• **ASSIGNMENT**
Write the next part of the passage on the uranium market, picking up right after its last sentence.

For example, the managers of the Sprott Physical Uranium Trust (SRUUF) stated, “We firmly believe the era of destocking is over, and utilities are likely to buy more uranium for supply security.” Lending credence to that assertion, U.S. nuclear plants boosted their uranium purchases by 27% in 2023.

Secondly, Russian uranium is starting to disappear from the supply chains of the Western world. That’s a big deal, as Russia has been supplying about 12% percent of the uranium U.S. nuclear utilities require each year.

From the moment Russia invaded Ukraine in February 2022, Western governments have been attempting to end reliance on Russian uranium and fuel services. For example, the Prohibiting Russian Uranium Imports Act took full effect in August 2024. This new legislation bans the importation of Russian-sourced enriched uranium into the U.S.

Lastly, the flow of uranium from Kazatomprom, the world’s largest producer, is falling short of expectations. Also in August 2024, the Kazakhstan state-owned uranium miner surprised industry observers when it announced it would produce 25,000 tons to 26,500 tons of uranium in 2025 – down significantly from its prior forecast of 30,500 to 31,500 tons.

Since U.S. nuclear utilities source about 25% of their uranium from Kazakhstan, a supply shortfall could add upward pressure to uranium, especially because the U.S. has close-to-zero uranium production of its own.

The image below shows the U.S. uranium concentrate (U308) production from 2000 to the first quarter in fiscal year 2023.

Meanwhile, on the demand side of the uranium market, most trends are also pointing to rising prices. The worldwide nuclear energy industry is entering a new growth phase. Although the worldwide tally of operating nuclear reactors has been hovering around the 430-level for three decades, a construction boom is underway. Sixty-two reactors are currently under construction globally, with another 92 on the drawing board.

• **DATA LISTING**
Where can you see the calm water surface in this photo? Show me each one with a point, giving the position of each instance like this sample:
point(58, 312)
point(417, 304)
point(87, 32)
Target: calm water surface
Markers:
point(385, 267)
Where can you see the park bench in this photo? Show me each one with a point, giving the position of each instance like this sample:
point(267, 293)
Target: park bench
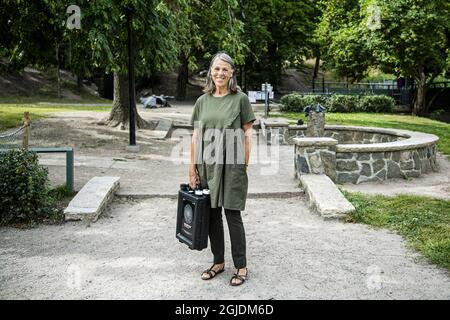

• **RESPONSE**
Because of this construction activity, the International Atomic Energy Agency just boosted its annual projection for nuclear power for a fourth successive year. The Agency now expects global nuclear capacity to increase 2.5-fold by 2050.

The uranium mining industry is not prepared to accommodate growth of that magnitude. Cameco Corp. (CCJ), the largest uranium miner in the Western world, plans to boost output by nearly 5 million lbs. But that increase would barely compensate for the “lost production” from Kazakhstan.

A handful of smaller mining companies are planning to open uranium mining operations over the next few years. But these efforts will not add significant volumes to the market. U.S.-based Uranium Energy Corp. (UEC), for example, opened a uranium-production facility in August that has a licensed production capacity of just 2.5 million pounds.

Bottom line: A major supply-demand imbalance is developing in the uranium market, and it will likely push uranium prices significantly higher. Furthermore, because this imbalance traces its roots to both major geopolitical forces and major geological constraints, lofty prices could become the “new normal” in the uranium market.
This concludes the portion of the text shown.